- Given problem
Locate "locate sky --format" in the listing. Transcribe the line that contains it and every line that follows, through the last, omitting all pictures.

- Supplied entries
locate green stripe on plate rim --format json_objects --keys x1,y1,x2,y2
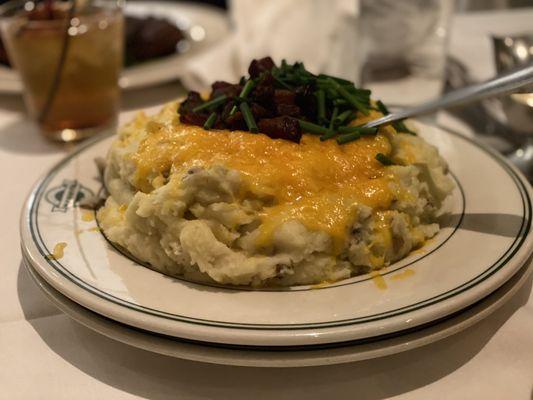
[{"x1": 29, "y1": 126, "x2": 531, "y2": 330}]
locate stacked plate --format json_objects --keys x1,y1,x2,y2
[{"x1": 21, "y1": 122, "x2": 533, "y2": 366}]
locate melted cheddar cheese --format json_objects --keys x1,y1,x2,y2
[{"x1": 129, "y1": 109, "x2": 393, "y2": 247}]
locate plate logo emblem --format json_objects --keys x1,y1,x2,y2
[{"x1": 45, "y1": 179, "x2": 94, "y2": 212}]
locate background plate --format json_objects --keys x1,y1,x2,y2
[
  {"x1": 21, "y1": 121, "x2": 532, "y2": 346},
  {"x1": 0, "y1": 1, "x2": 229, "y2": 93}
]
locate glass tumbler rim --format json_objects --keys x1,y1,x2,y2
[{"x1": 0, "y1": 0, "x2": 125, "y2": 29}]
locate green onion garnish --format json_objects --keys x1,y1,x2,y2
[
  {"x1": 329, "y1": 107, "x2": 339, "y2": 131},
  {"x1": 298, "y1": 119, "x2": 330, "y2": 135},
  {"x1": 376, "y1": 100, "x2": 390, "y2": 115},
  {"x1": 240, "y1": 103, "x2": 259, "y2": 133},
  {"x1": 316, "y1": 89, "x2": 326, "y2": 124},
  {"x1": 376, "y1": 153, "x2": 394, "y2": 165},
  {"x1": 192, "y1": 94, "x2": 228, "y2": 112},
  {"x1": 204, "y1": 112, "x2": 217, "y2": 130},
  {"x1": 337, "y1": 132, "x2": 361, "y2": 144},
  {"x1": 318, "y1": 74, "x2": 353, "y2": 85},
  {"x1": 328, "y1": 79, "x2": 369, "y2": 115}
]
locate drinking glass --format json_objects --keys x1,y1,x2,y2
[
  {"x1": 0, "y1": 0, "x2": 124, "y2": 142},
  {"x1": 359, "y1": 0, "x2": 454, "y2": 106}
]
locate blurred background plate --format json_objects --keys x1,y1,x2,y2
[{"x1": 0, "y1": 1, "x2": 229, "y2": 93}]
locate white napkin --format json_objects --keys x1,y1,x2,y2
[{"x1": 182, "y1": 0, "x2": 359, "y2": 90}]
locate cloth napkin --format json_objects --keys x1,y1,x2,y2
[{"x1": 182, "y1": 0, "x2": 359, "y2": 91}]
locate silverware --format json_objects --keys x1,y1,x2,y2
[{"x1": 364, "y1": 65, "x2": 533, "y2": 128}]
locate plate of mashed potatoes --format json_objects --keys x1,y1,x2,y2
[{"x1": 21, "y1": 58, "x2": 532, "y2": 349}]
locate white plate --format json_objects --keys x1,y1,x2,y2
[
  {"x1": 25, "y1": 253, "x2": 533, "y2": 367},
  {"x1": 0, "y1": 1, "x2": 229, "y2": 93},
  {"x1": 17, "y1": 121, "x2": 533, "y2": 346}
]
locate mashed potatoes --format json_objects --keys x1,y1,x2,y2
[{"x1": 98, "y1": 103, "x2": 453, "y2": 286}]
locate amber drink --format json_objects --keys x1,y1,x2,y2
[{"x1": 0, "y1": 0, "x2": 123, "y2": 142}]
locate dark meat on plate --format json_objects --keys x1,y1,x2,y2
[{"x1": 126, "y1": 17, "x2": 184, "y2": 62}]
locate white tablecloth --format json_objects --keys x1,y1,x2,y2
[{"x1": 0, "y1": 9, "x2": 533, "y2": 400}]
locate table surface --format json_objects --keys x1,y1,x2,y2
[{"x1": 0, "y1": 9, "x2": 533, "y2": 400}]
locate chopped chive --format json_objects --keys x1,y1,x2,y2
[
  {"x1": 376, "y1": 153, "x2": 394, "y2": 165},
  {"x1": 376, "y1": 100, "x2": 390, "y2": 115},
  {"x1": 337, "y1": 132, "x2": 361, "y2": 144},
  {"x1": 316, "y1": 89, "x2": 326, "y2": 124},
  {"x1": 320, "y1": 130, "x2": 339, "y2": 142},
  {"x1": 298, "y1": 119, "x2": 330, "y2": 135},
  {"x1": 339, "y1": 126, "x2": 378, "y2": 136},
  {"x1": 204, "y1": 112, "x2": 217, "y2": 130},
  {"x1": 329, "y1": 79, "x2": 369, "y2": 115},
  {"x1": 329, "y1": 107, "x2": 339, "y2": 131},
  {"x1": 240, "y1": 103, "x2": 259, "y2": 133},
  {"x1": 318, "y1": 74, "x2": 353, "y2": 86},
  {"x1": 192, "y1": 94, "x2": 228, "y2": 112}
]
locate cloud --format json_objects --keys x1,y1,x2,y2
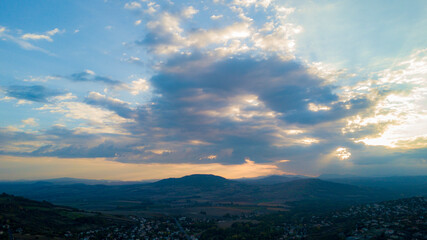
[
  {"x1": 0, "y1": 26, "x2": 53, "y2": 55},
  {"x1": 66, "y1": 70, "x2": 122, "y2": 85},
  {"x1": 84, "y1": 92, "x2": 133, "y2": 118},
  {"x1": 22, "y1": 118, "x2": 39, "y2": 127},
  {"x1": 124, "y1": 2, "x2": 141, "y2": 10},
  {"x1": 21, "y1": 28, "x2": 65, "y2": 42},
  {"x1": 128, "y1": 78, "x2": 150, "y2": 95},
  {"x1": 211, "y1": 14, "x2": 224, "y2": 20},
  {"x1": 181, "y1": 6, "x2": 199, "y2": 18},
  {"x1": 37, "y1": 100, "x2": 132, "y2": 134},
  {"x1": 4, "y1": 85, "x2": 62, "y2": 102}
]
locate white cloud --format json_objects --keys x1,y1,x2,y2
[
  {"x1": 21, "y1": 28, "x2": 65, "y2": 42},
  {"x1": 342, "y1": 49, "x2": 427, "y2": 149},
  {"x1": 124, "y1": 2, "x2": 141, "y2": 10},
  {"x1": 22, "y1": 118, "x2": 39, "y2": 127},
  {"x1": 181, "y1": 6, "x2": 199, "y2": 18},
  {"x1": 211, "y1": 14, "x2": 223, "y2": 20},
  {"x1": 129, "y1": 78, "x2": 150, "y2": 95},
  {"x1": 21, "y1": 33, "x2": 53, "y2": 42},
  {"x1": 37, "y1": 102, "x2": 133, "y2": 134}
]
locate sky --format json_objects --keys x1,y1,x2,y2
[{"x1": 0, "y1": 0, "x2": 427, "y2": 180}]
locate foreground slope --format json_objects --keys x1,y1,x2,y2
[{"x1": 0, "y1": 193, "x2": 130, "y2": 239}]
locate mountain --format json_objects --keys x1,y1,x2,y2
[
  {"x1": 237, "y1": 175, "x2": 307, "y2": 185},
  {"x1": 0, "y1": 174, "x2": 427, "y2": 210},
  {"x1": 264, "y1": 178, "x2": 394, "y2": 202},
  {"x1": 328, "y1": 176, "x2": 427, "y2": 197},
  {"x1": 151, "y1": 174, "x2": 235, "y2": 188},
  {"x1": 0, "y1": 177, "x2": 155, "y2": 185}
]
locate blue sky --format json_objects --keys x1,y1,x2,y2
[{"x1": 0, "y1": 0, "x2": 427, "y2": 180}]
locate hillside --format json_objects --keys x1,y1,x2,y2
[
  {"x1": 0, "y1": 193, "x2": 134, "y2": 239},
  {"x1": 0, "y1": 174, "x2": 418, "y2": 211}
]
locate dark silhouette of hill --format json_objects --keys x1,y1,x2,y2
[
  {"x1": 320, "y1": 176, "x2": 427, "y2": 197},
  {"x1": 151, "y1": 174, "x2": 236, "y2": 188},
  {"x1": 0, "y1": 174, "x2": 427, "y2": 210},
  {"x1": 264, "y1": 178, "x2": 386, "y2": 201},
  {"x1": 0, "y1": 193, "x2": 130, "y2": 239},
  {"x1": 237, "y1": 175, "x2": 307, "y2": 185}
]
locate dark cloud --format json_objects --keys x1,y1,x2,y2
[
  {"x1": 5, "y1": 85, "x2": 62, "y2": 102},
  {"x1": 66, "y1": 71, "x2": 122, "y2": 85}
]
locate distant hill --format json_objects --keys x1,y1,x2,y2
[
  {"x1": 0, "y1": 174, "x2": 427, "y2": 210},
  {"x1": 264, "y1": 178, "x2": 395, "y2": 202},
  {"x1": 151, "y1": 174, "x2": 235, "y2": 188},
  {"x1": 328, "y1": 176, "x2": 427, "y2": 197},
  {"x1": 237, "y1": 175, "x2": 307, "y2": 185},
  {"x1": 0, "y1": 193, "x2": 130, "y2": 239}
]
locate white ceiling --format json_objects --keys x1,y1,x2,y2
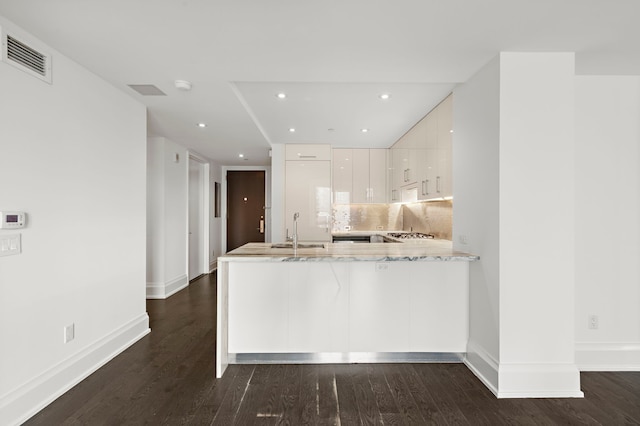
[{"x1": 0, "y1": 0, "x2": 640, "y2": 165}]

- Worked solution
locate sky --format json_objects --keys x1,y1,x2,y2
[{"x1": 0, "y1": 0, "x2": 427, "y2": 180}]
locate foreground slope --format json_objects --keys x1,y1,x2,y2
[{"x1": 0, "y1": 193, "x2": 130, "y2": 239}]
locate mountain --format json_objects --keys x1,y1,x2,y2
[
  {"x1": 237, "y1": 175, "x2": 307, "y2": 185},
  {"x1": 0, "y1": 174, "x2": 427, "y2": 210},
  {"x1": 264, "y1": 178, "x2": 394, "y2": 202},
  {"x1": 328, "y1": 176, "x2": 427, "y2": 197},
  {"x1": 151, "y1": 174, "x2": 235, "y2": 188},
  {"x1": 0, "y1": 177, "x2": 155, "y2": 185}
]
locate blue sky --format json_objects --keys x1,y1,x2,y2
[{"x1": 0, "y1": 0, "x2": 427, "y2": 180}]
locate hillside --format json_objects --keys x1,y1,x2,y2
[
  {"x1": 0, "y1": 193, "x2": 134, "y2": 239},
  {"x1": 0, "y1": 174, "x2": 418, "y2": 211}
]
locate dark silhouette of hill --format json_objects --keys x1,y1,x2,y2
[
  {"x1": 320, "y1": 176, "x2": 427, "y2": 197},
  {"x1": 151, "y1": 174, "x2": 236, "y2": 188},
  {"x1": 0, "y1": 174, "x2": 427, "y2": 210},
  {"x1": 264, "y1": 178, "x2": 386, "y2": 201},
  {"x1": 0, "y1": 193, "x2": 130, "y2": 239},
  {"x1": 237, "y1": 175, "x2": 307, "y2": 185}
]
locate dark cloud --format json_objects --keys x1,y1,x2,y2
[
  {"x1": 5, "y1": 85, "x2": 62, "y2": 102},
  {"x1": 66, "y1": 71, "x2": 122, "y2": 85}
]
locate distant hill --format json_objects --keys x1,y1,x2,y2
[
  {"x1": 0, "y1": 174, "x2": 427, "y2": 210},
  {"x1": 264, "y1": 178, "x2": 395, "y2": 202},
  {"x1": 151, "y1": 174, "x2": 235, "y2": 188},
  {"x1": 328, "y1": 176, "x2": 427, "y2": 197},
  {"x1": 237, "y1": 175, "x2": 307, "y2": 185},
  {"x1": 0, "y1": 193, "x2": 130, "y2": 239}
]
locate white ceiling --format json_objects --keys x1,y1,x2,y2
[{"x1": 0, "y1": 0, "x2": 640, "y2": 165}]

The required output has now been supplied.